# How to complete this task
Without the pictures, write the listing out again exactly as it appears.

▼

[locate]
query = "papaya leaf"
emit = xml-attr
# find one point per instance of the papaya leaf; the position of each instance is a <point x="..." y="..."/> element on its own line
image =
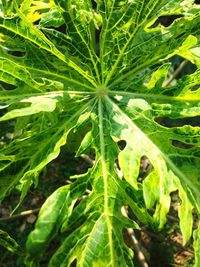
<point x="103" y="66"/>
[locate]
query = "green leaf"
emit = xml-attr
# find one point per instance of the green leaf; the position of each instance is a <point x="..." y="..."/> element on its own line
<point x="101" y="66"/>
<point x="8" y="242"/>
<point x="196" y="245"/>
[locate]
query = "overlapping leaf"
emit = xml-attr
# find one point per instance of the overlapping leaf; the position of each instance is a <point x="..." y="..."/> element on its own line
<point x="102" y="65"/>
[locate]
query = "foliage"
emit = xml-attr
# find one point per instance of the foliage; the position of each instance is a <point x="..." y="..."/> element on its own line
<point x="101" y="67"/>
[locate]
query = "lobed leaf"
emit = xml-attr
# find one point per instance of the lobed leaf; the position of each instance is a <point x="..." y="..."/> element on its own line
<point x="102" y="66"/>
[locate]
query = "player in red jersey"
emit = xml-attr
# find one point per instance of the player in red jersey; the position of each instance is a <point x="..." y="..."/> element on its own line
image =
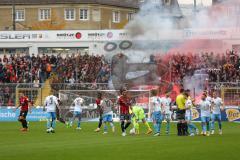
<point x="24" y="107"/>
<point x="124" y="103"/>
<point x="100" y="111"/>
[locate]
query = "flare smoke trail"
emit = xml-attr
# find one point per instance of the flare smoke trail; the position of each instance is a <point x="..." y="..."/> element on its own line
<point x="155" y="19"/>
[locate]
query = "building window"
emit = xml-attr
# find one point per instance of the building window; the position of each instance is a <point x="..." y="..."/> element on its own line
<point x="20" y="15"/>
<point x="69" y="14"/>
<point x="84" y="14"/>
<point x="44" y="14"/>
<point x="167" y="2"/>
<point x="116" y="17"/>
<point x="96" y="15"/>
<point x="129" y="16"/>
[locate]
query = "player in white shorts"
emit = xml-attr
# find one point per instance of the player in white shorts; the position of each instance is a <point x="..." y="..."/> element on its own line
<point x="188" y="116"/>
<point x="77" y="112"/>
<point x="217" y="106"/>
<point x="205" y="107"/>
<point x="51" y="103"/>
<point x="166" y="104"/>
<point x="107" y="108"/>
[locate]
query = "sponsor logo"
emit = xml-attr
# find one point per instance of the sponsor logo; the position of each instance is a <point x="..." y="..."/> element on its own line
<point x="96" y="35"/>
<point x="109" y="34"/>
<point x="78" y="35"/>
<point x="21" y="36"/>
<point x="195" y="114"/>
<point x="232" y="114"/>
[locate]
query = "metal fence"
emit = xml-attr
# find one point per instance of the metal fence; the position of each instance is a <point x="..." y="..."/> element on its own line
<point x="9" y="92"/>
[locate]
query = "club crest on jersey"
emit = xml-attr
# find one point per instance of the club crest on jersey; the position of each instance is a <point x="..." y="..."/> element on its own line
<point x="232" y="114"/>
<point x="195" y="114"/>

▲

# Response to the exercise
[locate]
query = "papaya leaf"
emit = xml-attr
# find one point per instance of the papaya leaf; the position of each instance is a <point x="..." y="..."/> element on its own line
image =
<point x="103" y="66"/>
[locate]
query = "green leaf"
emit = xml-attr
# find one point per instance of the green leaf; the position of each instance is a <point x="..." y="..."/> element on its own line
<point x="101" y="66"/>
<point x="8" y="242"/>
<point x="196" y="245"/>
[locate]
query = "overlapping leaf"
emit = xml-attr
# find one point per instance of the overlapping leaf; the position of each instance is a <point x="..." y="..."/> element on its own line
<point x="102" y="65"/>
[locate]
query = "foliage"
emit = xml-attr
# find one point per instance of the foliage; the position of each instance is a <point x="..." y="..."/> element on its own line
<point x="101" y="67"/>
[locate]
query = "lobed leaf"
emit = xml-attr
# find one point per instance of the lobed leaf; the position of each instance is a <point x="..." y="..."/> element on its own line
<point x="102" y="66"/>
[locate]
query = "player in red jersey"
emit = xml-attr
# find one point per instance of the player in red jersey; the position of each instance is a <point x="..." y="..."/> element on its own line
image =
<point x="24" y="107"/>
<point x="124" y="103"/>
<point x="100" y="111"/>
[locate]
query = "flare smoke trail"
emit = xml-attr
# find one point per instance of the flare smoke trail; the position of each instance is a <point x="..." y="..."/> element on its own line
<point x="155" y="19"/>
[locate]
query = "building window"
emit = xml-attr
# find one point per instance of the building window; the position of each instance is a <point x="..." y="..."/> element on its own line
<point x="20" y="15"/>
<point x="69" y="14"/>
<point x="84" y="14"/>
<point x="44" y="14"/>
<point x="167" y="2"/>
<point x="116" y="17"/>
<point x="96" y="15"/>
<point x="129" y="16"/>
[locate]
query = "player in white shorts"
emit = xml-attr
# find one point per instance of the player in white shorts; the position of each instance is a <point x="..." y="..."/> element on its own line
<point x="188" y="116"/>
<point x="77" y="112"/>
<point x="217" y="106"/>
<point x="205" y="107"/>
<point x="51" y="103"/>
<point x="166" y="104"/>
<point x="107" y="108"/>
[locate]
query = "sponsor logo"
emit = xml-attr
# find one point per instance of the sponsor logo; the position of each instance is a <point x="..." y="..."/> element on its own line
<point x="96" y="35"/>
<point x="109" y="34"/>
<point x="78" y="35"/>
<point x="21" y="36"/>
<point x="195" y="114"/>
<point x="232" y="114"/>
[locate]
query = "metal fence"
emit = xml-attr
# find one point per instance of the metal fence; the position of each instance is a <point x="..." y="..."/> element on its own line
<point x="9" y="92"/>
[locate]
query = "club crest on jersey"
emit = xml-attr
# find one point per instance of the club crest on jersey; the position of each instance is a <point x="..." y="..."/> element on its own line
<point x="232" y="114"/>
<point x="195" y="114"/>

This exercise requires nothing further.